Texto mostrado:
En Mecánica terrestre está también muy presente el humor, muchas veces aderezado con juegos de palabras o hallazgos greguerianos, pero siempre supeditado a una especie de resignación, de la que la sonrisa es puro parapeto.

Emma Prieto ha escrito un libro terrestre que, como la preciosa imagen de la cubierta, es no obstante capaz de volar. A la postre, quizás el vuelo y la vocación de altura sean la única forma de garantizarnos un mínimo de naturaleza trascendente, aunque sea solamente en la fantasía de esa aspiración. Pero también hay en el libro de Emma un canto a nuestra condición finita, aquí en la tierra. Acaso la altura esté también aquí abajo si, como Emma Prieto, tenemos la capacidad de mirar.

lunes, 11 de julio de 2022

577. 'El invierno de los jilgueros'

 


Mohamed El Morabet ha obtenido el Premio Málaga de Novela por estos jilgueros que olvidaron su canto cuando la vida se olvidó también de la primavera. El protagonista del libro, el niño Brahim, reside en Alhucemas y su vida transcurre con esa dulce indolencia de los días que pasan, aferrado a una cotidianidad sin sobresaltos, instalado en una rutina que ordena la existencia y hace reconocible y habitable el mundo, aunque sea este pequeño y ensimismado del antiguo protectorado español. He aquí uno de los aciertos de la novela: la ciudad de Alhucemas se convierte en una protagonista más, una patria chica, a la vez madre y madrastra, pero ambas cariñosas, cuya joven historia parece situarla en un adanismo ingenuo y benefactor donde conviven marroquíes y españoles imbricados por la vecindad pero también por una cultura compartida que tiene algo de fundacional en su sano hibridismo. La novela de Galdós, Aita Tettauen, que reposa sobre la mesita de noche del hermano de Brahim, Musa, es un elemento simbólico de lo que decimos. Las bellas estampas costumbristas de la vida de la ciudad son otro mérito del autor.

Pero la muelle tibieza de las jornadas termina abruptamente, primero con la participación de Musa en la histórica Marcha Verde, que lo devuelve cambiado del desierto, y después con la muerte de la madre de ambos. Desde ese instante, mar y desierto se constituyen en una dicotomía de orden metafísico. No obstante, sobre todo en el caso de Brahim, existe una suerte de serena asunción de la adversidad, una aceptación si no estoica, sí al menos reposada, sabia y paciente. Brahim, a quien le encanta pintar, bosqueja en sus cuadros paisajísticos horizontes perturbadores y enigmáticos, trasunto quizás de los futuros inciertos, de presumibles espacios alternativos más allá de su tierra natal, y que contribuyen a complementar otro de los rasgos más característicos de la novela, que es su onirismo, dosificado con inteligencia y jalonado de un lirismo que, en ocasiones, convierte las páginas en auténticos poemas de naturaleza casi exenta.

Ejercicios propuestos:
1 > Responde según las reseñas de libros:
(a) ¿Qué premio obtuvo Mohamed El Morabet?
(b) ¿En qué ciudad reside el niño Brahim?
(c) ¿Qué actividad le encanta a Brahim?
2 > Devuelve sin alteraciones el pasaje de las reseñas de libros que va desde "En Mecánica terrestre" hasta "capacidad de mirar.", ambos incluidos.
3 > Reanuda las reseñas de libros a partir de la última oración que aparece.

[Entradas de datos recopiladas]
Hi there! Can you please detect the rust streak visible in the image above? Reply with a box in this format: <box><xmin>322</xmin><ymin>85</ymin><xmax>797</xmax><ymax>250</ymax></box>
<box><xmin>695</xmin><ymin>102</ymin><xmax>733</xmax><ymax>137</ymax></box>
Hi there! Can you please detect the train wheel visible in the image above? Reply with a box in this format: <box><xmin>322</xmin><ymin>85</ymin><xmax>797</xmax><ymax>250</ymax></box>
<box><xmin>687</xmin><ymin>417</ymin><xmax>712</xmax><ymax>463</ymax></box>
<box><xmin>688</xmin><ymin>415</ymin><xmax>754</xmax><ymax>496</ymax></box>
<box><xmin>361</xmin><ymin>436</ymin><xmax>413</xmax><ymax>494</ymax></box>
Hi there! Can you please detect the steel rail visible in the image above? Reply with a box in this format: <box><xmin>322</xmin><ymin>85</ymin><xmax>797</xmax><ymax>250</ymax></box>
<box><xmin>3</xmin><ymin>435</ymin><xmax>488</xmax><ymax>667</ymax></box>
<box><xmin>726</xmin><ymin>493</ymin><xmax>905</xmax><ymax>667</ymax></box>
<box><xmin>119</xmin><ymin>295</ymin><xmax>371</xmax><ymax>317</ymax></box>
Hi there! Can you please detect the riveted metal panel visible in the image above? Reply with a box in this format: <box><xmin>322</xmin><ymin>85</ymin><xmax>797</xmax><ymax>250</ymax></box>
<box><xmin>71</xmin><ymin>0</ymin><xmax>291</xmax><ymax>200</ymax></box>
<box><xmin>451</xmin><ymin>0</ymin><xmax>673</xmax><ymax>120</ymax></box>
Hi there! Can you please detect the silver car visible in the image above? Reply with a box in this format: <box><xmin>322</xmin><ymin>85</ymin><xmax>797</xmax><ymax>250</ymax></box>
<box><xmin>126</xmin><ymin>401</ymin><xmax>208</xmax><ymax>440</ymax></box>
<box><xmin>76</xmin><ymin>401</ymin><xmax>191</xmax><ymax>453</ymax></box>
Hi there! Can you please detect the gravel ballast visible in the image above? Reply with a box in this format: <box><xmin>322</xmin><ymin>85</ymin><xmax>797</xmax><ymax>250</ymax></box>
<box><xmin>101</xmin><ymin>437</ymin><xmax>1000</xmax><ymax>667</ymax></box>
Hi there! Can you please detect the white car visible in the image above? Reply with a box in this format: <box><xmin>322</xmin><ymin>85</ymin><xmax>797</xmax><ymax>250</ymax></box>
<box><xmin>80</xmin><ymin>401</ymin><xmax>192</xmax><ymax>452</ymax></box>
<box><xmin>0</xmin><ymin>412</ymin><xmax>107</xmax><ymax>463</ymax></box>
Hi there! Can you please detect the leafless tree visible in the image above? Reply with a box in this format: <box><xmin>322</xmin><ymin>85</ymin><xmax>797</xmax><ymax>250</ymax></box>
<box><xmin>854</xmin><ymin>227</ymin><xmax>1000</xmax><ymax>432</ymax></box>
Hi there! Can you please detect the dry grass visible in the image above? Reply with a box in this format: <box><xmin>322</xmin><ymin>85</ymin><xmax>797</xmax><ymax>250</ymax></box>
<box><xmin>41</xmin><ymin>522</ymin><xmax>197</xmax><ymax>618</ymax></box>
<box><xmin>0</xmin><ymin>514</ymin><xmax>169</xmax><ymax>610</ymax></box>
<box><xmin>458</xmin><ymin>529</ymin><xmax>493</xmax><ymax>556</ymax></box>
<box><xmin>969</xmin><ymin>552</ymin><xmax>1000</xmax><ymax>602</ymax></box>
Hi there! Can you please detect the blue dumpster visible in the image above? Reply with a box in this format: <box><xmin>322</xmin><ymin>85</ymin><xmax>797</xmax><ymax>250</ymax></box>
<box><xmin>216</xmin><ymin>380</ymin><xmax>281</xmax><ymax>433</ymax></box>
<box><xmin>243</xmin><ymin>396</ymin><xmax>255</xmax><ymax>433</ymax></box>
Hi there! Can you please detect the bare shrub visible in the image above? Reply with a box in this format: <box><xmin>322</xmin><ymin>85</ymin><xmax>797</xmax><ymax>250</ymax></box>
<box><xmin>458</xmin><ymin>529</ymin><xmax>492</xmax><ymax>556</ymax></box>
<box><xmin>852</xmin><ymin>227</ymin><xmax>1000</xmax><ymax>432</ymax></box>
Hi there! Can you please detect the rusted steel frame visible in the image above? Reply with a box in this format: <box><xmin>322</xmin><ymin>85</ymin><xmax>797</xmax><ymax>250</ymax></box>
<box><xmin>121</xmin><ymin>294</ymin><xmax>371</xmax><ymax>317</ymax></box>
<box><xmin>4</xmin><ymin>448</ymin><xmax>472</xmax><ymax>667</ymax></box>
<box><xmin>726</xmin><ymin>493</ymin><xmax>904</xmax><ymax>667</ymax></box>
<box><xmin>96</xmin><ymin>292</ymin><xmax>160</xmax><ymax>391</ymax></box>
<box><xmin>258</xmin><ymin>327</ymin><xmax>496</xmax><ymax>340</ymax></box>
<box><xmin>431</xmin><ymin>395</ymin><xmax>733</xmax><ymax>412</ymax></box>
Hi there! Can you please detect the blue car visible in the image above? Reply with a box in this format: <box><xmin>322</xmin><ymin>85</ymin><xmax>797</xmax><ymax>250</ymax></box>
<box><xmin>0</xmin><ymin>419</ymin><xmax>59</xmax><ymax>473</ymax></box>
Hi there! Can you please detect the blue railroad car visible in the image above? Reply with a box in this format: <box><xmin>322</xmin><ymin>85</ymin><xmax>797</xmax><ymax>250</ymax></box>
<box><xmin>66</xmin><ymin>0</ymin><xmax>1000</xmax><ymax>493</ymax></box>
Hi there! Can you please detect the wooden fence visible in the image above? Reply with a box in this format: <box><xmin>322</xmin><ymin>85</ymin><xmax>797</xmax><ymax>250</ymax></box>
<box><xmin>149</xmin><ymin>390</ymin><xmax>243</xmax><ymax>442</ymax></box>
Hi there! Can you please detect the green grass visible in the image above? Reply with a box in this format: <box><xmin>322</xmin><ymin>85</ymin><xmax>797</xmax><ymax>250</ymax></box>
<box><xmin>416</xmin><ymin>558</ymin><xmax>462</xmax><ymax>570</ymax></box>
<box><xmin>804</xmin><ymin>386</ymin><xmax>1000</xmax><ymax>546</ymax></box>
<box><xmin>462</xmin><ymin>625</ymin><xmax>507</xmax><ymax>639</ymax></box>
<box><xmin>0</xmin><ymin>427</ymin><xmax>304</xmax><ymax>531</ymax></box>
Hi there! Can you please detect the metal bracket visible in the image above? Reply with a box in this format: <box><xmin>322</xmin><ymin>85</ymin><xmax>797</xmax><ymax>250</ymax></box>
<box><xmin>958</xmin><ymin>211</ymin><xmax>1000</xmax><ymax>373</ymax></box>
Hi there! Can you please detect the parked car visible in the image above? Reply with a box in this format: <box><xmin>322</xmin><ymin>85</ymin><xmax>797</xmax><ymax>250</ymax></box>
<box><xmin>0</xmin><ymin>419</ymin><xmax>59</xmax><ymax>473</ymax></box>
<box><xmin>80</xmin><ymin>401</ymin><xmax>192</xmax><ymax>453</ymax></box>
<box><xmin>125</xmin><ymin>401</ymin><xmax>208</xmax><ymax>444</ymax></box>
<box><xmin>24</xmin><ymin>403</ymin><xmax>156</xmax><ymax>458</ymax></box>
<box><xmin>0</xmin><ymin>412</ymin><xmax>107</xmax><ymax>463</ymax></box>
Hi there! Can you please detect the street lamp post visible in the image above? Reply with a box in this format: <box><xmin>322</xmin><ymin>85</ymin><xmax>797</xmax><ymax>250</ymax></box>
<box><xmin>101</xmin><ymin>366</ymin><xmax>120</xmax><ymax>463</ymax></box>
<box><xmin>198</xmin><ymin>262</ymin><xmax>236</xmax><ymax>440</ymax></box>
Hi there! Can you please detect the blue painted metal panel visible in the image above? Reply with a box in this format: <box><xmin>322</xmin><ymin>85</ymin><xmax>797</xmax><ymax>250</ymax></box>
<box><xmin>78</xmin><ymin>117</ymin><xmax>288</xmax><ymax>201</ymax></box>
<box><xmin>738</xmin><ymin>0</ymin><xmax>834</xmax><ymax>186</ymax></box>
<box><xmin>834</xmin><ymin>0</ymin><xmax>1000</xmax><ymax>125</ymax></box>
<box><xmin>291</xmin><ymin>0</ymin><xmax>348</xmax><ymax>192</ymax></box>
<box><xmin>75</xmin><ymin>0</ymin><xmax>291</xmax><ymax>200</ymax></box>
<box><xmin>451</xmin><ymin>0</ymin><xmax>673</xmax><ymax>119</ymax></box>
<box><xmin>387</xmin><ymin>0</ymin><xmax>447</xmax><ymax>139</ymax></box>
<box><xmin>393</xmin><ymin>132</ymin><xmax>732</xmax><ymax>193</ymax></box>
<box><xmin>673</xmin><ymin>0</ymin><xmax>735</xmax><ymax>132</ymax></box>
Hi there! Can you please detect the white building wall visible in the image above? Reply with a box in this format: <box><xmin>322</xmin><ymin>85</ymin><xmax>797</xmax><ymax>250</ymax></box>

Respuestas:
1 >
(a) El Premio Málaga de Novela.
(b) En Alhucemas.
(c) Pintar.

2 >
En Mecánica terrestre está también muy presente el humor, muchas veces aderezado con juegos de palabras o hallazgos greguerianos, pero siempre supeditado a una especie de resignación, de la que la sonrisa es puro parapeto.

Emma Prieto ha escrito un libro terrestre que, como la preciosa imagen de la cubierta, es no obstante capaz de volar. A la postre, quizás el vuelo y la vocación de altura sean la única forma de garantizarnos un mínimo de naturaleza trascendente, aunque sea solamente en la fantasía de esa aspiración. Pero también hay en el libro de Emma un canto a nuestra condición finita, aquí en la tierra. Acaso la altura esté también aquí abajo si, como Emma Prieto, tenemos la capacidad de mirar.

3 >
Pronto Brahim se marcha a Tetuán para estudiar en la Escuela de Bellas Artes y allí coincidirá con Olga, una madrileña, algo desnortada, que quiere probar fortuna como profesora en esta ciudad. La novela se centra a partir de ese momento en la vida de Olga en Tetuán, ciudad que redescubre a través de los pintores que la plasmaron en sus obras. El encuentro de profesora y alumno pondrá a prueba las convenciones sociales del conservadurismo más intransigente. Las tres últimas secciones de la novela –para mí las mejores del libro y que compensan sobradamente cierto deslucimiento estilístico en la parte concerniente a Olga– son un precioso –y terrible– alegato del cuidado por el otro, un canto a la esperanza, a la bondad y a la sencillez, tanto como lo es el olor al pan en la tahona donde trabaja Brahim. Las constantes alusiones culturales (literarias, musicales y pictóricas) sustentan también los débiles cimientos de estas vidas frágiles que se redimen en el arte. Y es el arte mismo el que cierra el libro, con su inesperada epifanía, para colocar sobre el caballete del futuro ese lienzo, siempre inconcluso, de Brahim, donde el horizonte puede al fin vislumbrar una primavera con jjlgueros.